- [Action item] Throughout the material, count the lines with the word "slope" in them, and answer with only the figure.
:: Provided data
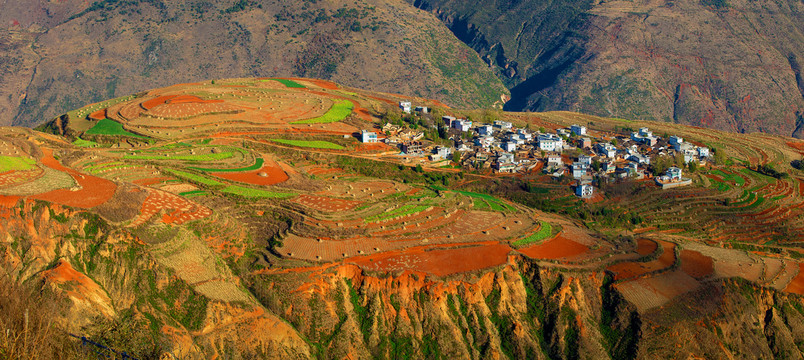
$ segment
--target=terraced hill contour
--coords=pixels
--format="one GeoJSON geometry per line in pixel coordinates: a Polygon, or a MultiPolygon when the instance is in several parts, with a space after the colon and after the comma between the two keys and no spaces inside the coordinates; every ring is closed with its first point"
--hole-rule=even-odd
{"type": "Polygon", "coordinates": [[[729,159],[691,187],[631,182],[584,202],[540,173],[419,170],[356,140],[406,99],[483,116],[328,81],[246,78],[3,128],[0,265],[64,300],[60,328],[134,354],[801,354],[804,176],[789,166],[800,142],[499,114],[595,136],[650,125],[729,159]],[[751,170],[767,163],[792,176],[751,170]],[[108,330],[121,328],[137,331],[108,330]]]}

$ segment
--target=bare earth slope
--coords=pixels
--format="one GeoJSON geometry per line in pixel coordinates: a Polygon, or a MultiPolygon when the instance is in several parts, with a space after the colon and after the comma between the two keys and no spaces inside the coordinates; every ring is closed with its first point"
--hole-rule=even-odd
{"type": "Polygon", "coordinates": [[[451,105],[504,87],[431,14],[402,1],[98,1],[0,5],[0,124],[214,77],[310,76],[451,105]]]}
{"type": "Polygon", "coordinates": [[[497,68],[509,110],[788,136],[804,123],[800,1],[410,2],[497,68]]]}

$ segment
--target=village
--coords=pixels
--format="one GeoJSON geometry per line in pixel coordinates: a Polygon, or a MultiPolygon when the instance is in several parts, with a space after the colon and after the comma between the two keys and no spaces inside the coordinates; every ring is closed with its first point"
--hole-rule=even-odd
{"type": "MultiPolygon", "coordinates": [[[[405,114],[423,116],[427,107],[400,102],[405,114]]],[[[425,140],[425,132],[385,123],[377,131],[363,130],[364,143],[384,142],[400,150],[403,162],[428,167],[470,168],[481,173],[541,173],[557,181],[571,180],[575,194],[591,198],[601,182],[652,179],[668,189],[692,180],[694,171],[710,160],[710,149],[685,142],[680,136],[658,136],[649,128],[632,130],[630,136],[590,131],[584,125],[559,128],[520,128],[494,120],[476,123],[444,115],[434,127],[446,137],[440,144],[425,140]],[[383,136],[384,135],[384,136],[383,136]]]]}

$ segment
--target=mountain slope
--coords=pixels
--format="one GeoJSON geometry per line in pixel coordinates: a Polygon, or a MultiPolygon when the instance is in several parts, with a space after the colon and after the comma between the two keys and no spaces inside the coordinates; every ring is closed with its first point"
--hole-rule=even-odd
{"type": "Polygon", "coordinates": [[[3,4],[0,124],[214,77],[310,76],[469,107],[508,90],[433,16],[402,1],[3,4]]]}
{"type": "Polygon", "coordinates": [[[497,67],[509,110],[787,136],[804,111],[799,1],[409,2],[497,67]]]}

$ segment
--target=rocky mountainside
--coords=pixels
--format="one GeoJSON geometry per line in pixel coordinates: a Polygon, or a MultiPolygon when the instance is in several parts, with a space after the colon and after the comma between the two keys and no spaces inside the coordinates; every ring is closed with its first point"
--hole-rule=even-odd
{"type": "Polygon", "coordinates": [[[306,78],[109,99],[0,128],[0,355],[34,358],[25,339],[47,337],[72,350],[40,355],[74,358],[800,359],[802,156],[768,134],[457,110],[306,78]],[[621,144],[650,126],[718,162],[685,170],[688,186],[597,182],[581,200],[538,169],[357,140],[444,144],[440,116],[401,100],[621,144]],[[39,300],[7,305],[21,293],[39,300]],[[24,326],[26,309],[52,309],[33,316],[51,332],[24,326]]]}
{"type": "Polygon", "coordinates": [[[408,1],[496,68],[508,110],[802,136],[800,1],[408,1]]]}
{"type": "Polygon", "coordinates": [[[4,125],[215,77],[318,77],[478,108],[509,93],[401,0],[4,2],[0,24],[4,125]]]}

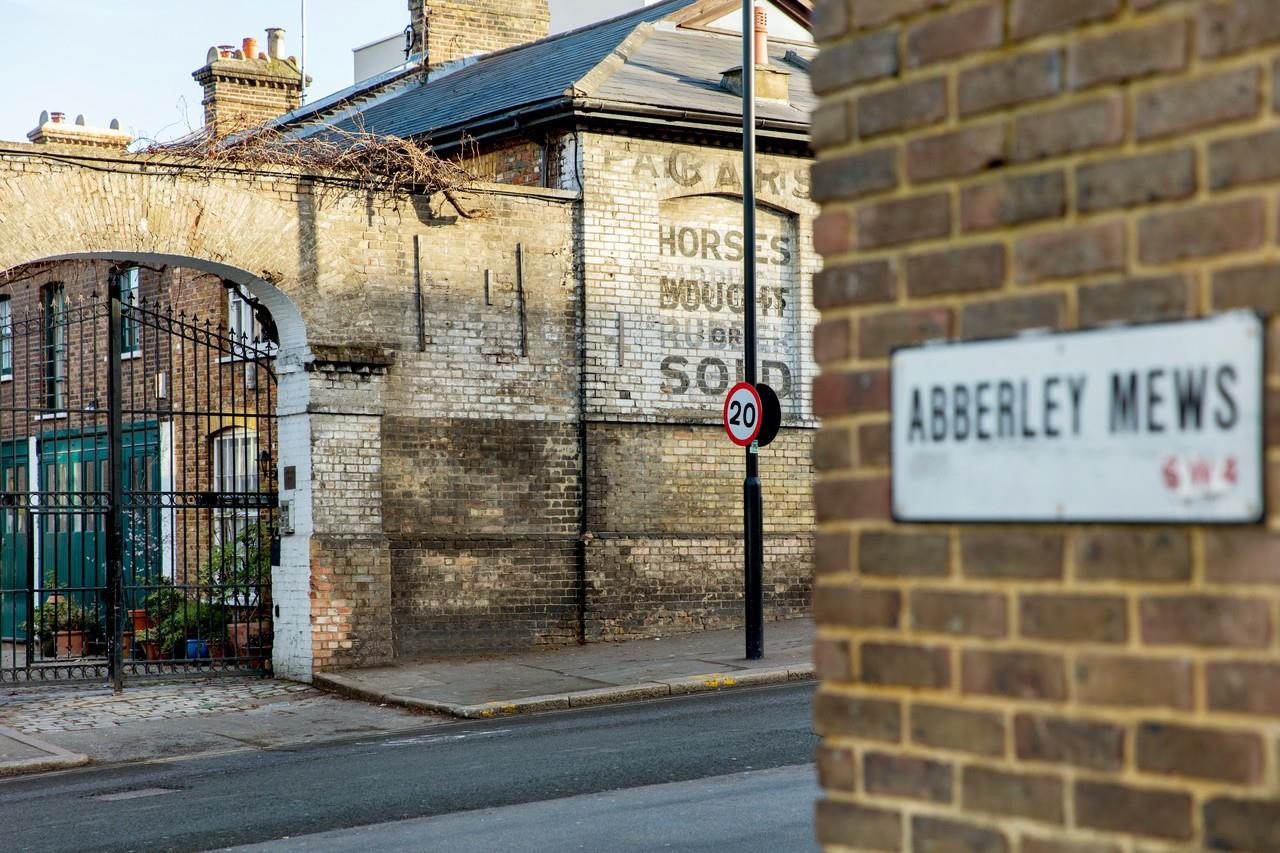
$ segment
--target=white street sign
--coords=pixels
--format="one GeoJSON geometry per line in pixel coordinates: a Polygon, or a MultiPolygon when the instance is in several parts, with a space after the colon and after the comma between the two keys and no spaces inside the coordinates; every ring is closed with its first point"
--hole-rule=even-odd
{"type": "Polygon", "coordinates": [[[763,411],[760,393],[755,386],[739,382],[730,388],[724,398],[724,429],[729,433],[729,439],[739,447],[750,446],[760,434],[763,411]]]}
{"type": "Polygon", "coordinates": [[[894,517],[1256,522],[1264,337],[1236,312],[897,350],[894,517]]]}

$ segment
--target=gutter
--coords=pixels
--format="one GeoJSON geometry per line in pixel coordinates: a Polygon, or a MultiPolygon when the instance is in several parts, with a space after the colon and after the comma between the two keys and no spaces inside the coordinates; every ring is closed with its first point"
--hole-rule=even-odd
{"type": "MultiPolygon", "coordinates": [[[[637,125],[660,125],[682,130],[696,130],[703,133],[720,133],[726,136],[742,135],[742,119],[740,116],[627,104],[594,98],[564,97],[500,113],[482,122],[472,123],[465,127],[454,125],[443,131],[424,131],[420,134],[415,134],[415,136],[430,138],[443,132],[450,137],[449,141],[435,142],[433,140],[432,146],[437,153],[447,154],[461,147],[461,135],[464,132],[468,140],[480,141],[519,133],[541,125],[560,122],[567,118],[578,117],[591,117],[637,125]]],[[[805,148],[809,146],[809,125],[805,122],[761,119],[756,123],[756,127],[757,130],[762,132],[762,138],[765,140],[803,145],[805,148]]]]}

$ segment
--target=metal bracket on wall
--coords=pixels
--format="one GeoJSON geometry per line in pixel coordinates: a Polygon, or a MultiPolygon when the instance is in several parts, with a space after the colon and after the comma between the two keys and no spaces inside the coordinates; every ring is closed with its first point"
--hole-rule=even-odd
{"type": "Polygon", "coordinates": [[[627,320],[618,312],[618,367],[627,366],[627,320]]]}
{"type": "Polygon", "coordinates": [[[418,312],[418,352],[427,351],[427,318],[422,308],[422,235],[413,237],[413,297],[418,312]]]}
{"type": "Polygon", "coordinates": [[[524,244],[516,243],[516,299],[520,311],[520,357],[529,357],[529,328],[525,319],[524,244]]]}

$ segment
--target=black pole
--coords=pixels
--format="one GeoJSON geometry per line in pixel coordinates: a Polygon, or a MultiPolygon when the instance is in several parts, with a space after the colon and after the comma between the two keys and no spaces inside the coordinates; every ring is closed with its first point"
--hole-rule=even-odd
{"type": "MultiPolygon", "coordinates": [[[[756,49],[755,4],[742,4],[742,253],[743,379],[756,384],[756,49]]],[[[747,478],[742,484],[743,545],[746,571],[747,660],[764,657],[764,497],[760,488],[759,448],[747,448],[747,478]]]]}
{"type": "Polygon", "coordinates": [[[124,425],[121,403],[121,308],[120,277],[111,275],[107,285],[107,672],[111,687],[119,693],[124,687],[124,664],[121,646],[123,626],[120,617],[123,600],[124,532],[121,503],[124,500],[124,425]]]}

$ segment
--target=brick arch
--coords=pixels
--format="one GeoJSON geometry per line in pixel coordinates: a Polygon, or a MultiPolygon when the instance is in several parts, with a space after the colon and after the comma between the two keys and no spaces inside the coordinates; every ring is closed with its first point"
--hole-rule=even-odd
{"type": "MultiPolygon", "coordinates": [[[[298,205],[251,180],[141,172],[138,164],[52,164],[5,178],[0,155],[0,270],[71,258],[137,260],[211,272],[271,310],[286,351],[307,343],[307,252],[298,205]]],[[[310,300],[314,304],[314,300],[310,300]]]]}

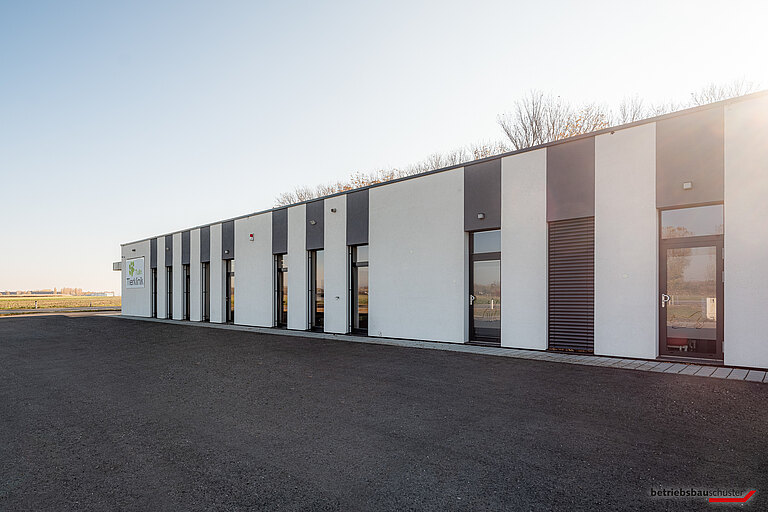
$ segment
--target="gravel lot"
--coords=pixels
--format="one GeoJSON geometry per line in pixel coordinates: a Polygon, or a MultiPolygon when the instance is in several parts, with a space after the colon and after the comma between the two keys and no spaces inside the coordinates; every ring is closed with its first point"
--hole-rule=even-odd
{"type": "Polygon", "coordinates": [[[768,508],[764,385],[109,316],[0,319],[2,510],[768,508]],[[729,507],[730,508],[730,507],[729,507]]]}

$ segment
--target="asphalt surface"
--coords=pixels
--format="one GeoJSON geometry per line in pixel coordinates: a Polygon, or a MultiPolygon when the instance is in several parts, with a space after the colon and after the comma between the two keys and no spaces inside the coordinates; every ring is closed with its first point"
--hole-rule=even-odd
{"type": "Polygon", "coordinates": [[[0,319],[0,510],[765,510],[767,453],[756,383],[0,319]]]}

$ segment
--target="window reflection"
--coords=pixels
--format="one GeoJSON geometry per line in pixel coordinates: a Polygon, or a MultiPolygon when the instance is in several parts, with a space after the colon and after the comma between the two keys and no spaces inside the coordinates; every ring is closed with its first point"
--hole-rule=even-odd
{"type": "Polygon", "coordinates": [[[723,205],[697,206],[661,212],[661,238],[722,235],[723,205]]]}
{"type": "Polygon", "coordinates": [[[472,252],[501,252],[501,230],[472,233],[472,252]]]}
::::
- [Response area] 2